• **TASK GOAL**
Gather each line of the items below that contains the word "dark", counting only matches with the same capitalization.

• **PROVIDED DATA**

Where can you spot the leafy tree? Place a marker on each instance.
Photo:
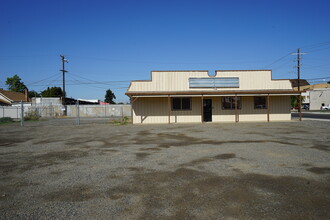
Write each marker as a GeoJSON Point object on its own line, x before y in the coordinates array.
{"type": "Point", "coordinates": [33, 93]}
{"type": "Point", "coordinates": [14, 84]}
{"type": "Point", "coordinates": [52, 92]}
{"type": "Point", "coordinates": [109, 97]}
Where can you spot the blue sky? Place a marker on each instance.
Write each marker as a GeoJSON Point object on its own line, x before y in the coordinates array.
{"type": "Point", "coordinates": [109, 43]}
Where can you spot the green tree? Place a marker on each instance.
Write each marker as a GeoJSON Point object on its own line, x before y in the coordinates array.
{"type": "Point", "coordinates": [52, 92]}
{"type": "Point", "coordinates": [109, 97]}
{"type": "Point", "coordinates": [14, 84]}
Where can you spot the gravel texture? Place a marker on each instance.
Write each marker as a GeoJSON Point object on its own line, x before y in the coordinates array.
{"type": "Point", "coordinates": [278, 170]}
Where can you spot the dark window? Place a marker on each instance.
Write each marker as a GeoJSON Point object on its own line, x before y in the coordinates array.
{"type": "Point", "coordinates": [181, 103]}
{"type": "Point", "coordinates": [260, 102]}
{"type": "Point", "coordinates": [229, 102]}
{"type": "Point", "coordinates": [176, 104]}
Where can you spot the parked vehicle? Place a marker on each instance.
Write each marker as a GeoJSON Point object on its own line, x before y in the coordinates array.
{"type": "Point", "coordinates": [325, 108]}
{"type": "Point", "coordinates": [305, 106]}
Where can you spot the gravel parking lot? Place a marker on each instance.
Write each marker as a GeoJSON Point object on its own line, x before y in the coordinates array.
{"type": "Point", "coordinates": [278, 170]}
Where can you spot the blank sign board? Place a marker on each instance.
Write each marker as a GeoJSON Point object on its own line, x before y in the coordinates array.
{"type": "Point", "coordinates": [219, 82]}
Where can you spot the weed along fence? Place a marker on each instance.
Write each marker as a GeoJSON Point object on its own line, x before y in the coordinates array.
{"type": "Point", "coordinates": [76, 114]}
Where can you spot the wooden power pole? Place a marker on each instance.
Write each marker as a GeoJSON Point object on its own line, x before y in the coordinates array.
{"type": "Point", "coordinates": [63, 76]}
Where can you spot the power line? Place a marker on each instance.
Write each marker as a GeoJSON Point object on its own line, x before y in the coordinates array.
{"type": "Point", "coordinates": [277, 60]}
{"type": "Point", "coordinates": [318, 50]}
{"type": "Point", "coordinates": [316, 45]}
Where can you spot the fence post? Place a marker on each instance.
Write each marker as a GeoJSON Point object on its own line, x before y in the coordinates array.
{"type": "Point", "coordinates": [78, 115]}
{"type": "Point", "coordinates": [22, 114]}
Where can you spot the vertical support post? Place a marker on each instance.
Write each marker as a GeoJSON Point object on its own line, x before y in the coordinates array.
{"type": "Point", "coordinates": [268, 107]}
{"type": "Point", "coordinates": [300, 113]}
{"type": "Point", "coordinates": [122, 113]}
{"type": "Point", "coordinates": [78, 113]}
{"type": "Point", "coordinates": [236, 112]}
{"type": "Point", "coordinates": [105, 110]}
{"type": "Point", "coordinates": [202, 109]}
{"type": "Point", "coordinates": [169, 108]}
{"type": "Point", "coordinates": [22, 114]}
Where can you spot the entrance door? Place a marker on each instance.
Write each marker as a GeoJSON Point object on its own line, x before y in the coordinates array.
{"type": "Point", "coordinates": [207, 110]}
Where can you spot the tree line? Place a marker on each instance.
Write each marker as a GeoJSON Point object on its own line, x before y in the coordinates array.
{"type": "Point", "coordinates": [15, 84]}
---
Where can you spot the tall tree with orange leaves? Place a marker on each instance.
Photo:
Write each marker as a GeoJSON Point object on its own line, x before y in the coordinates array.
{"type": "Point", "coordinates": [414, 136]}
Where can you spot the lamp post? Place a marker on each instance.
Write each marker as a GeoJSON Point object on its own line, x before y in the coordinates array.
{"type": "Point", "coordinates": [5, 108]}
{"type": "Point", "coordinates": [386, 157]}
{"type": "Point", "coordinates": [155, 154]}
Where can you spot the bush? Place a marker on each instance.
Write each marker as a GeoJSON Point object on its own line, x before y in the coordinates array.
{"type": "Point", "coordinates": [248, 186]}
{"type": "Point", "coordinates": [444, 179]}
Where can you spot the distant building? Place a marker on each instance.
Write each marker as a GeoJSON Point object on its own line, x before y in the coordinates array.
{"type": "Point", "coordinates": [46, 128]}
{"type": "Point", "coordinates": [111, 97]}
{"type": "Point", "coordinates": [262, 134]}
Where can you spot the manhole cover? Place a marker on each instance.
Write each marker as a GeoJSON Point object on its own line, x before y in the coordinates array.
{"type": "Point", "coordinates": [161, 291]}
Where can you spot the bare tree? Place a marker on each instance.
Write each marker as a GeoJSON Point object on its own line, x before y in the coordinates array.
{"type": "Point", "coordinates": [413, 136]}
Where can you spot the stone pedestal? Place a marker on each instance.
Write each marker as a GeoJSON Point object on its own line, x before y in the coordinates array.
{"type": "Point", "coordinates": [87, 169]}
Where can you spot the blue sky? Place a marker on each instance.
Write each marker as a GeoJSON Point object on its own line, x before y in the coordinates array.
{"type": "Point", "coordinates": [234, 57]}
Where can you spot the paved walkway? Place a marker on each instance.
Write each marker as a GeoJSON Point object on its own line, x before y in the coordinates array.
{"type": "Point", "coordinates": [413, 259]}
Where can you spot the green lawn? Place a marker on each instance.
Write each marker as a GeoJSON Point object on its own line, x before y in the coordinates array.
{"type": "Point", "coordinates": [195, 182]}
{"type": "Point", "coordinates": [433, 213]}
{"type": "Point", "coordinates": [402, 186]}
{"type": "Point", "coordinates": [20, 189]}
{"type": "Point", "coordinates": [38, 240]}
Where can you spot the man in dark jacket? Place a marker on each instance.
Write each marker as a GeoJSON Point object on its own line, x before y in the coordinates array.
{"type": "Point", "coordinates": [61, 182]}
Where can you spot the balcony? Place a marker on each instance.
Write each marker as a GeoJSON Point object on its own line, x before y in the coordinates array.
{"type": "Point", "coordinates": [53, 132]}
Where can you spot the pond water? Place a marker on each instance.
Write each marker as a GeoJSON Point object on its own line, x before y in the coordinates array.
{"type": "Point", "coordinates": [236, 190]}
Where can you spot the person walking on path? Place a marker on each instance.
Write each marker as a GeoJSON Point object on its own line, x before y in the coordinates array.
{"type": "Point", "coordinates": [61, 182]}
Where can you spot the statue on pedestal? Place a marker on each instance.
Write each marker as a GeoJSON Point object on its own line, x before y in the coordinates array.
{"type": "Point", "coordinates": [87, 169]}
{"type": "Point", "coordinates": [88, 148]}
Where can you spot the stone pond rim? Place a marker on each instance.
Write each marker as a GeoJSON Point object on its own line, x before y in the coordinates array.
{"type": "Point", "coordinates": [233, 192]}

• **THE COMPLETED TASK**
Where can you spot the dark window? Place a marker on each instance.
Where can you spot the man in dark jacket? Place a marker on each instance.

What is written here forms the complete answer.